[Spatial annotation listing]
----

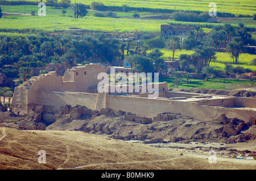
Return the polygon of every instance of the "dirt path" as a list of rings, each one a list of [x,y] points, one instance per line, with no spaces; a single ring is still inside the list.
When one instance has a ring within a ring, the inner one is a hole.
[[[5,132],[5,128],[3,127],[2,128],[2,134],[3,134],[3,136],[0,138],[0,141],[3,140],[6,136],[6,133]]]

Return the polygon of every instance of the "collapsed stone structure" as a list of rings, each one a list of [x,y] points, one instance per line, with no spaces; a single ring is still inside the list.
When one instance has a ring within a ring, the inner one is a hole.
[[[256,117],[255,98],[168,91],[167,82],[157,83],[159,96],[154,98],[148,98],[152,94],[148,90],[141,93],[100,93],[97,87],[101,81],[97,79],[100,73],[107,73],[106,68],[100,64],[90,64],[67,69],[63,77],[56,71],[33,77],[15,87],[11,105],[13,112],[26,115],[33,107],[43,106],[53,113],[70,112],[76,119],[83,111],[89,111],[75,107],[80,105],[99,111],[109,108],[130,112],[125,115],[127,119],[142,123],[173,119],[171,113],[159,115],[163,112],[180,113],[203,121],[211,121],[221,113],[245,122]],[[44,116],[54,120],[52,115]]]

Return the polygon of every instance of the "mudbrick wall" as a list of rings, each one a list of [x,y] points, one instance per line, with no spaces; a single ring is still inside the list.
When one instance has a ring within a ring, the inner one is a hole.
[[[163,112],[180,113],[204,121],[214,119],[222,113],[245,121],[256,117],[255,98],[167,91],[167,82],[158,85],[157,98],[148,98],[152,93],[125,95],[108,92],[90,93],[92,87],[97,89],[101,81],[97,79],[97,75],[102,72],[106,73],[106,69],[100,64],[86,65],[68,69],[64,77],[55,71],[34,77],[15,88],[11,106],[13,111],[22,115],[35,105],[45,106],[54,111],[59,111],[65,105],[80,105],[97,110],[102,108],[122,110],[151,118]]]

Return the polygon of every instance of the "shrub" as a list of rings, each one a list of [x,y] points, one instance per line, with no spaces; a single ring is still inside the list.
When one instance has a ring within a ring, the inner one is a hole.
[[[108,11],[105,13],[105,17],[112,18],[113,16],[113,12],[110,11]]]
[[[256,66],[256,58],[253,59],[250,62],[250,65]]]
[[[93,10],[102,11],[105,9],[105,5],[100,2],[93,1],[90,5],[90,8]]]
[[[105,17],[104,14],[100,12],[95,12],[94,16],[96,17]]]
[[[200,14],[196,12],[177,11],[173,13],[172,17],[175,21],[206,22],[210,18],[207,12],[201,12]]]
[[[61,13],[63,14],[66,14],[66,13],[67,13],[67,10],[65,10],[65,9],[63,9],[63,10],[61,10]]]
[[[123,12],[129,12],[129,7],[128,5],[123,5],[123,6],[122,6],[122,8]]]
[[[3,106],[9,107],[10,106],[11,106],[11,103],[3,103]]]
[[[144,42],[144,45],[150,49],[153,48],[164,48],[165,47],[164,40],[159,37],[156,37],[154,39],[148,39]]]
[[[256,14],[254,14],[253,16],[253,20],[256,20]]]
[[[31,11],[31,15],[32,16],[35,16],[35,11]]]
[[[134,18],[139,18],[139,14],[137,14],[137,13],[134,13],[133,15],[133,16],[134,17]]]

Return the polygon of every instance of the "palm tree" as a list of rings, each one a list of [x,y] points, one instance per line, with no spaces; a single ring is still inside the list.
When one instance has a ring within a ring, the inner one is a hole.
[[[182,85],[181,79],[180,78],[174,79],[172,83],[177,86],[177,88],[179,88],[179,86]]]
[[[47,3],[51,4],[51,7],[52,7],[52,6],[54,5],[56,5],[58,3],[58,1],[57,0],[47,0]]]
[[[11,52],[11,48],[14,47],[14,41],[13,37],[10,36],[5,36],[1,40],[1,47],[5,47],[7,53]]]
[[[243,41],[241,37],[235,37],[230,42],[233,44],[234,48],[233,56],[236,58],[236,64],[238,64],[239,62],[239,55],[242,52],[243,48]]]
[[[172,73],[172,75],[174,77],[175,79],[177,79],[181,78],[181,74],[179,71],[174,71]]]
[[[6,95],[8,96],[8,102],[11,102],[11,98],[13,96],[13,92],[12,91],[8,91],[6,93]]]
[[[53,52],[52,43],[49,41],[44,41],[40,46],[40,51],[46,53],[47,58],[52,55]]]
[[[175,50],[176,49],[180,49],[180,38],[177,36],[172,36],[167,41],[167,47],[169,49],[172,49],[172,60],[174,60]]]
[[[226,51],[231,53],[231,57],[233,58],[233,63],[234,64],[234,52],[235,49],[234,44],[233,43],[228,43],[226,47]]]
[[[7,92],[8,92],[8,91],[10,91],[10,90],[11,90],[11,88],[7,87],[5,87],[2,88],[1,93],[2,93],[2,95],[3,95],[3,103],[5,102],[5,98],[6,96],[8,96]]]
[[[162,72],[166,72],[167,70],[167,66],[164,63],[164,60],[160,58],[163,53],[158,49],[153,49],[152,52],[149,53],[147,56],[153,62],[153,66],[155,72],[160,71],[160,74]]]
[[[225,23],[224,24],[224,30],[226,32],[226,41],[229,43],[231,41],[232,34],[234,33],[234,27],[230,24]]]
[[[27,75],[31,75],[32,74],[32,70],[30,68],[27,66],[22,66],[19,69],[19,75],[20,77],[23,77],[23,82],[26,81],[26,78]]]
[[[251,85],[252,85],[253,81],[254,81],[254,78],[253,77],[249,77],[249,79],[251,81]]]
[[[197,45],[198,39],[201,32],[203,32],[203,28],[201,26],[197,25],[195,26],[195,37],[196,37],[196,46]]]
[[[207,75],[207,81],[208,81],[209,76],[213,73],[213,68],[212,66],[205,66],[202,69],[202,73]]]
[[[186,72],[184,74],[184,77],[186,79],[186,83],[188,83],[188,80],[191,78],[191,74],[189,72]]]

----

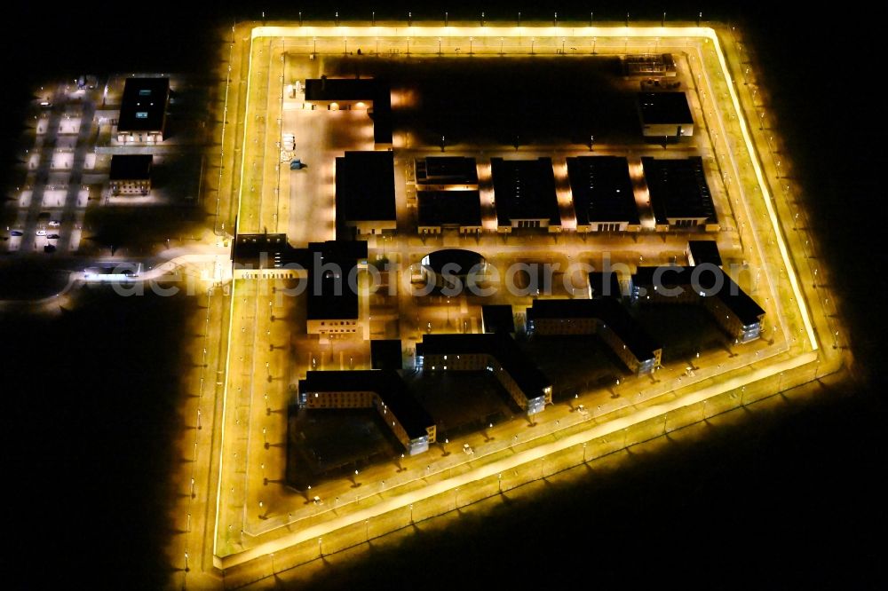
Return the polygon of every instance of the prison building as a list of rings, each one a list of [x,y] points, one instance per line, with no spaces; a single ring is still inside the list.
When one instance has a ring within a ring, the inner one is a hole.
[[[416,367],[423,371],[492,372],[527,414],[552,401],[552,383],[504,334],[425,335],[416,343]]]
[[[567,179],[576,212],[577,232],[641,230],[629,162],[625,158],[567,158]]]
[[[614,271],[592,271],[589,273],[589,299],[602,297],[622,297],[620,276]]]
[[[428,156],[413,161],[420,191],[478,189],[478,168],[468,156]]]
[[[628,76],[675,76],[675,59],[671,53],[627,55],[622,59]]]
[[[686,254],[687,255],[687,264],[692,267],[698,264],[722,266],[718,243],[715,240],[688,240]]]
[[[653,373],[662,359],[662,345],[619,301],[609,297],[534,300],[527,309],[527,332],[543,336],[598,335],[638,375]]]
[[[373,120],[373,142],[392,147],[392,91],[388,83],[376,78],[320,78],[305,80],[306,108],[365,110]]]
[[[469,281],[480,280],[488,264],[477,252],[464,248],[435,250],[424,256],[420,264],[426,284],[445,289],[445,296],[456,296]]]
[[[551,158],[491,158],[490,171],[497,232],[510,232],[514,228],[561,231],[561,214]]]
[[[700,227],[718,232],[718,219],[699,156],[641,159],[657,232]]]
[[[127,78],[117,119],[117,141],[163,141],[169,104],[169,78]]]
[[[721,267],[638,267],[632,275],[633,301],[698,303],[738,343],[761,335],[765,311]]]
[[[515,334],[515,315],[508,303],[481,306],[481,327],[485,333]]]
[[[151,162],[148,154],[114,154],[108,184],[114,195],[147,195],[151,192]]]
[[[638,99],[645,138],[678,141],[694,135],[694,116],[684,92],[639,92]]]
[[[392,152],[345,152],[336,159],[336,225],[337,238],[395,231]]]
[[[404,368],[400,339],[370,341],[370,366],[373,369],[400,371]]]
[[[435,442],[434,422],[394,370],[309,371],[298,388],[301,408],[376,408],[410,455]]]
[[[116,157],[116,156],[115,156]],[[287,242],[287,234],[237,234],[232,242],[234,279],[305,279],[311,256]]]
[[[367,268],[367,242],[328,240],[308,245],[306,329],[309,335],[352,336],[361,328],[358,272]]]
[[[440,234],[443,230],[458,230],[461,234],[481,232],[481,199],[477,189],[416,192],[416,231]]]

----

◆ Short problem ◆
List every line of the listing above that contains the word "each". Only matches with the same capitalization count.

◆ Exercise result ◆
Return the polygon of every instance of the "dirt path" as a list of rings, each one a list of [x,y] points, one instance per line, with no spaces; a single ring is still inside the list.
Return the polygon of every instance of the "collapsed stone structure" as a list of rings, each one a list of [x,y] points, one instance per line, with no spaces; a single ring is still inside the list.
Return the polygon of every instance of the "mudbrick wall" as a list of rings, each one a list of [x,y] points, one instance per line, with no spaces; a single ring is still inside the list.
Return the polygon of every instance of the "shrub" as a list of rings, each one a list of [x,y] points, one instance per line, with no spaces; a single ring is still inside the list.
Return the polygon of every instance of the "palm tree" as a list of rings, each one a list of [x,y] points, one instance per line, with no spaces; a single ring is still inside the list.
Return the polygon of every instance of the prison building as a list of rings, each one a list of [x,y] points, one instance per line, with no spaces; a single ring is still inside the list.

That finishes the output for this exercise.